• WORK REQUEST: Could you update everything from the start of the records down to the line containing "positive clicks: (661, 524) (723, 573)", putting "coarse mask" wherever "rough mask" appears and leaving all else unchanged? Leave the pictures out of your answer.
<<<<
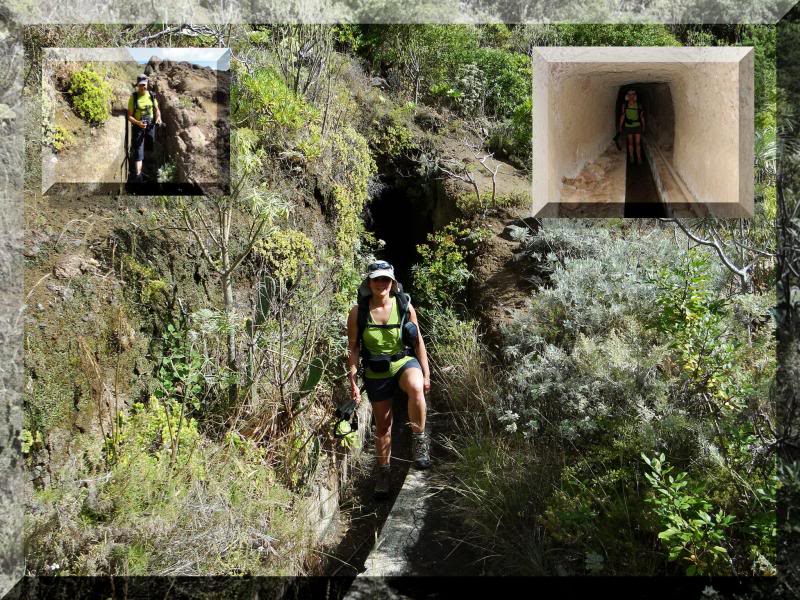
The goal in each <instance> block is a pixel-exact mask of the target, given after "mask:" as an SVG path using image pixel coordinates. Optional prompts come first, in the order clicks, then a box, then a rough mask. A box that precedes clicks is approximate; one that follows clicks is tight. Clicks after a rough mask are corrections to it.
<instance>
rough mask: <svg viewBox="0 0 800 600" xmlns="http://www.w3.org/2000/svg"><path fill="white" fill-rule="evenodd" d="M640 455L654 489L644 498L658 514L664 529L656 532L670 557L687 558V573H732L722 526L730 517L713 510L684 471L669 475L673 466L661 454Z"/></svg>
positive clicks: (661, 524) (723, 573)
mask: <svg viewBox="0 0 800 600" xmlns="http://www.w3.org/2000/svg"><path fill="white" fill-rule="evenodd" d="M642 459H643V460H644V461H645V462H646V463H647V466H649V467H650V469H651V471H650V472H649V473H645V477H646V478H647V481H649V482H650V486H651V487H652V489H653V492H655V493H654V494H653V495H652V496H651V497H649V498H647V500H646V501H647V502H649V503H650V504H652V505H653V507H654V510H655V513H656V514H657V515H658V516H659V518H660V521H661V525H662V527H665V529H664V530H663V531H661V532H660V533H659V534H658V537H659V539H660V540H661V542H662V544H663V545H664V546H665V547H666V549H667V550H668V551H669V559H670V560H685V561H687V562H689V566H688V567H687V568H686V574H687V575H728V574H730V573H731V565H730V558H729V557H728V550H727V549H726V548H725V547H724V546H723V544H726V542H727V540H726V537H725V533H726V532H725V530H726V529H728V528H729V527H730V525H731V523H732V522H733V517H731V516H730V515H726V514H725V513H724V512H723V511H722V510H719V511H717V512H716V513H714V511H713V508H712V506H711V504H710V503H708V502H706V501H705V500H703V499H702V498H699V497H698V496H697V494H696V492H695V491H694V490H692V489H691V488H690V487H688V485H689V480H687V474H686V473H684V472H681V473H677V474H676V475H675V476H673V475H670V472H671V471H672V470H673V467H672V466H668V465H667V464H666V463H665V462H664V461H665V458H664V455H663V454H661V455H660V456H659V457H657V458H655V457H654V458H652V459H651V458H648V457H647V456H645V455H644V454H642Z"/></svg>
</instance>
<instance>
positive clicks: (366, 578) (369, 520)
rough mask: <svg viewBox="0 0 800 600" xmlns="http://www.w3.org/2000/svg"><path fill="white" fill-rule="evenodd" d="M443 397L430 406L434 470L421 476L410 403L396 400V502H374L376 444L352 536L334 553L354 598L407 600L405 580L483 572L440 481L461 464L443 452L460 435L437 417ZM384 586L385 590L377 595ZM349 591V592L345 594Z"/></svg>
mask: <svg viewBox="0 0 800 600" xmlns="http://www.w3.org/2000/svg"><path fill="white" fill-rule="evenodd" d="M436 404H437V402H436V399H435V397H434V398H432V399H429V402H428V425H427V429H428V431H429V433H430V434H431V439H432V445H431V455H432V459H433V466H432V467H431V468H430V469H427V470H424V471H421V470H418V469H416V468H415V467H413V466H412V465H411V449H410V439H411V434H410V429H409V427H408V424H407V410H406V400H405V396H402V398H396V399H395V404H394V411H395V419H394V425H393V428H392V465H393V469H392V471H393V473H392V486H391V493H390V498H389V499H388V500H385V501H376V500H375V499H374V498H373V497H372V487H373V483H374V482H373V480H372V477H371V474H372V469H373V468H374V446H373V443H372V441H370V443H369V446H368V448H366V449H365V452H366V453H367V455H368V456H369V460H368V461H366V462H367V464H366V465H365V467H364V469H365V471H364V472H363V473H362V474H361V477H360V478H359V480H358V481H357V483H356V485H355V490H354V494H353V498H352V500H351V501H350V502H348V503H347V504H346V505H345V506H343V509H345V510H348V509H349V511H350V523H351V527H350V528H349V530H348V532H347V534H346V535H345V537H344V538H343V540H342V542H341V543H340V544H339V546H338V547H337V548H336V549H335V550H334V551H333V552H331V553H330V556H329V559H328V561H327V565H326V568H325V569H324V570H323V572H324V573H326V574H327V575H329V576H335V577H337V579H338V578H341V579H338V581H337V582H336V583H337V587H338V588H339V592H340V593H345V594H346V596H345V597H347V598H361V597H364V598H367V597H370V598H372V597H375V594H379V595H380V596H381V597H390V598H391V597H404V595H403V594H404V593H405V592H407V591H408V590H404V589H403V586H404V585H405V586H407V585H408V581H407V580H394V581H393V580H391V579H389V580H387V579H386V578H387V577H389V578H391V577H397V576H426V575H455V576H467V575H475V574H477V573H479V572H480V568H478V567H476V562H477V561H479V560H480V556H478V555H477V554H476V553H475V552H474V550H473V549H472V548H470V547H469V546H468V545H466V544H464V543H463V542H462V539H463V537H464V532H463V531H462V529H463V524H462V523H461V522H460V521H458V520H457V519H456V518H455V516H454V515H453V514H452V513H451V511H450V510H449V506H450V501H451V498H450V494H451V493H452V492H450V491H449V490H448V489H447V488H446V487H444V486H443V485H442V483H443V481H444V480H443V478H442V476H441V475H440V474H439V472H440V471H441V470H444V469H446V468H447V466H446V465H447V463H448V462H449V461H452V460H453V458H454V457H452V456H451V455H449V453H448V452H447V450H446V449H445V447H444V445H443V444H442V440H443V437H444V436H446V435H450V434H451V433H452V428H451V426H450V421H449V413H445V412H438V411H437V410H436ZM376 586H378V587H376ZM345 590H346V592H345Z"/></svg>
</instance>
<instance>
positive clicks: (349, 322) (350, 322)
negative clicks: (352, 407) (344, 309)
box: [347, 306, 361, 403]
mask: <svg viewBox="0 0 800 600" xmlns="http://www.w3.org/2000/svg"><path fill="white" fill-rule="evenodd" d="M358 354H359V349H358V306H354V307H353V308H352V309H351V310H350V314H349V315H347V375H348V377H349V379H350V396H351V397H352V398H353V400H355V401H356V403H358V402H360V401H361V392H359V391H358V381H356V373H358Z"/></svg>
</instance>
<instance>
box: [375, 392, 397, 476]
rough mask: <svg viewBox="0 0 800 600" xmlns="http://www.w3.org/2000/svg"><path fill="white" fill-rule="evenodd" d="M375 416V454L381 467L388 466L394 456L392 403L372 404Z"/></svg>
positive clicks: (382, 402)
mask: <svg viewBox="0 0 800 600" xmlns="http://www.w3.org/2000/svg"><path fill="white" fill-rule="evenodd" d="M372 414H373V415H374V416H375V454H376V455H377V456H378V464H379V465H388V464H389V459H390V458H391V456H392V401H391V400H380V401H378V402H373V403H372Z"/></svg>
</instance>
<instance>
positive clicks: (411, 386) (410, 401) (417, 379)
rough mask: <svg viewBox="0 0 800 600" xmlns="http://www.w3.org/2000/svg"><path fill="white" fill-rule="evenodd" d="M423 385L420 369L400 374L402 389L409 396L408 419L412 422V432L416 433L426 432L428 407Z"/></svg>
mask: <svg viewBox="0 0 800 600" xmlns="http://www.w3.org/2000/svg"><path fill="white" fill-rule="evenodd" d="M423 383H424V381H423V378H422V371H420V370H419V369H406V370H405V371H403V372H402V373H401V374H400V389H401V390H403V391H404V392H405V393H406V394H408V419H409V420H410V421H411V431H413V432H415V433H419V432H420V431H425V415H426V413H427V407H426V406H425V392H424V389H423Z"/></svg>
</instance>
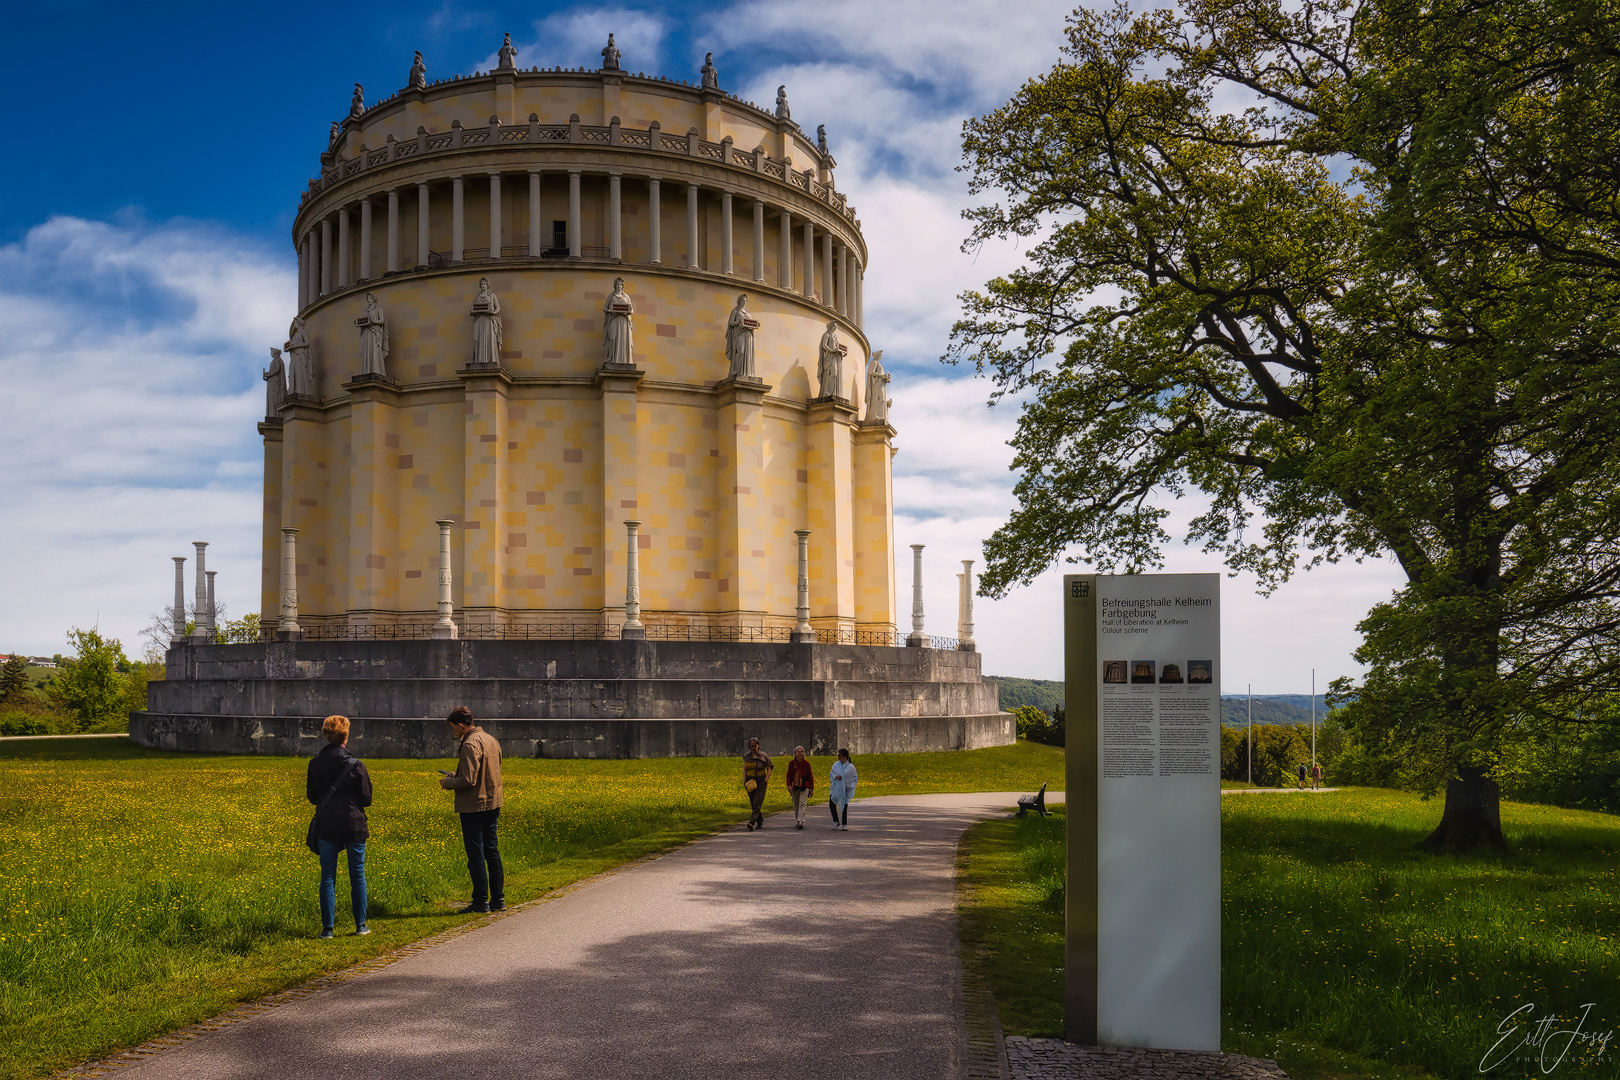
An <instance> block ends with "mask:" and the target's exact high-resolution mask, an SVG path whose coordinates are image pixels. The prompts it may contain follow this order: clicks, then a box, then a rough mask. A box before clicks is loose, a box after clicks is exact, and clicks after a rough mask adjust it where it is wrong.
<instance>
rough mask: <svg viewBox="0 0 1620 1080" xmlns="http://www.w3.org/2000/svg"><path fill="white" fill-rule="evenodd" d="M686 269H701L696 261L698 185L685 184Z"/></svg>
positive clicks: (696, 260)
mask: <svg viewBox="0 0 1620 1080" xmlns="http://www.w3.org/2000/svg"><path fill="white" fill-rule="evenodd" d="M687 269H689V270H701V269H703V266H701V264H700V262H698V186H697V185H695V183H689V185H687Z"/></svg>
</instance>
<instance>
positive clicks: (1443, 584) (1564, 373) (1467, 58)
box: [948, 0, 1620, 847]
>>>>
• ANSWER SECTION:
The goal in each <instance> block is a pixel-exact mask of the target, given after "mask:" as an SVG path using image pixel coordinates. Optional prompts come first, in the order clicks, then a box, then a coarse mask. A box that precedes clicks is approximate; one that follows clicks is tight. Clicks after a coarse mask are corrections to it.
<instance>
coarse mask: <svg viewBox="0 0 800 600" xmlns="http://www.w3.org/2000/svg"><path fill="white" fill-rule="evenodd" d="M640 455L654 489L644 498L658 514L664 529L656 532L670 557L687 558V573H732L722 526L730 517L713 510L684 471L669 475L673 466L661 454Z"/></svg>
positive clicks: (661, 524) (723, 573)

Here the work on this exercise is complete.